**Textauszug**.
Die Bundesregierung setzt sich deshalb für eine neue Struktur des UN-Sicherheitsrats ein, in dem bisher nur die Siegermächte des Zweiten Weltkriegs und China dauerhaft sitzen. Für Schröder hat Deutschland seiner "Größe und auch außereuropäischen Bedeutung entsprechend ein Interesse daran, im Sicherheitsrat Verantwortung zu übernehmen". Die Deutsche Gesellschaft für die Vereinten Nationen (DGVN) drang ebenfalls schon im Vorfeld des Gipfels auf einen ständigen Sitz Deutschlands im Weltsicherheitsrat. Die rot-grüne Regierung tritt außerdem für eine Erweiterung des Sicherheitsrats um fünf neue ständige und vier neue nichtständige Mitglieder ein. Bei den rotierenden Mitgliedern sollen besonders die Entwicklungsländer berücksichtigt werden.
Das Veto-Recht, was häufig Aktionen der UNO vereitelte, solle gegenüber alten und neuen ständigen Mitgliedern "in gleicher Weise angewandt werden", heißt es auf deutscher Seite. Es dürfe keine Mitglieder erster und zweiter Klasse geben. Man sei aber offen dafür, über eine pragmatischere Anwendung des Vetos zu diskutieren.
Die Deutschen sind auch für eine "periodische Überprüfung" der nun einzuleitenden Reformen nach 15 Jahren. Ständige Mitgliedschaft solle nicht "ewige" Mitgliedschaft bedeuten, die Möglichkeit müsse bestehen, Sicherheitsratsmitglieder auch wieder abzuwählen. Doch all diese Vorschläge konnte Schröder aus Zeitgründen vor der Vollversammlung nicht nennen. Weil sich auf dem dreitägigen Gipfel insgesamt 190 Redner zu Wort melden wollen, wurde die Redezeit eines jeden Staats- und Regierungschefs auf fünf Minuten begrenzt.
Schröder wird im Laufe des Gipfels bilateral über diese Projekte und andere Themen sprechen. Geplant sind dazu Gespräche mit dem russischen Präsidenten Wladimir Putin, Israels Ministerpräsidenten Ehud Barak, dem türkischen Staatsoberhaupt Ahmet Necdet Sezer und dem slowenischen Staatspräsidenten Milan Kucan.

**Anhand der Angaben**.
- A) Auf wie viele Minuten wurde laut dem Textauszug die Redezeit jedes Staats- und Regierungschefs auf dem Gipfel begrenzt?
- B) Geben Sie für jede der folgenden Aussagen an, ob sie mit dem Textauszug übereinstimmt, und belegen Sie Ihr Urteil mit den entscheidenden Worten des Textes: (i) Die rot-grüne Regierung will den Sicherheitsrat um fünf neue ständige Mitglieder erweitern. (ii) Die deutsche Seite lehnt jede Diskussion über die Anwendung des Vetos ab. (iii) Die einzuleitenden Reformen sollen nach zehn Jahren überprüft werden.
- C) Fahren Sie mit dem Text über die deutsche Haltung zur Reform des UN-Sicherheitsrats nach seinem letzten Satz fort.

**Auszüge aus Datensätzen**.

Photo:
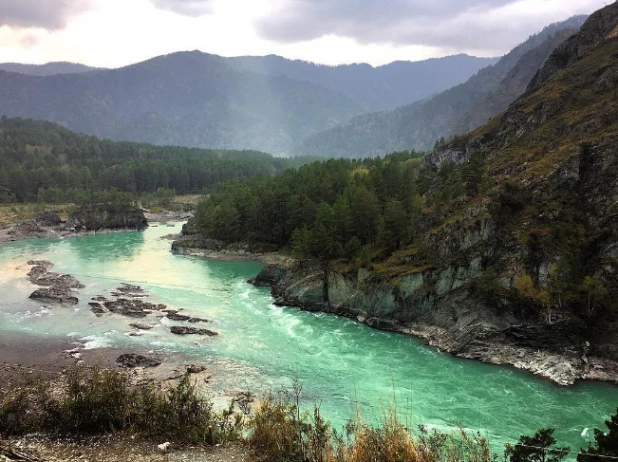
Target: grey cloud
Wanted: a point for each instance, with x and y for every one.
(441, 23)
(46, 14)
(185, 7)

**Nummerierte Antworten**.
- A) Auf fünf Minuten.

- B)
(i) Ja: „Die rot-grüne Regierung tritt außerdem für eine Erweiterung des Sicherheitsrats um fünf neue ständige und vier neue nichtständige Mitglieder ein.“
(ii) Nein: „Man sei aber offen dafür, über eine pragmatischere Anwendung des Vetos zu diskutieren.“
(iii) Nein: „Die Deutschen sind auch für eine "periodische Überprüfung" der nun einzuleitenden Reformen nach 15 Jahren.“

- C)
Am Abend sollte Schröder auf Einladung von US-Präsident Bill Clinton mit jenen 14 Amtskollegen im "Waldorf Astoria Hotel" speisen, die im Juni an dem Berliner Gipfel "Modernes Regieren im 21. Jahrhundert" teilgenommen hatten. Diese sich als "Reformer" bezeichnende Runde hatte im Juni Richtlinien für die Förderung des Wohlstands, die Stärkung der Zivilgesellschaft und die weitere Verbesserung der internationalen Zusammenarbeit verfasst.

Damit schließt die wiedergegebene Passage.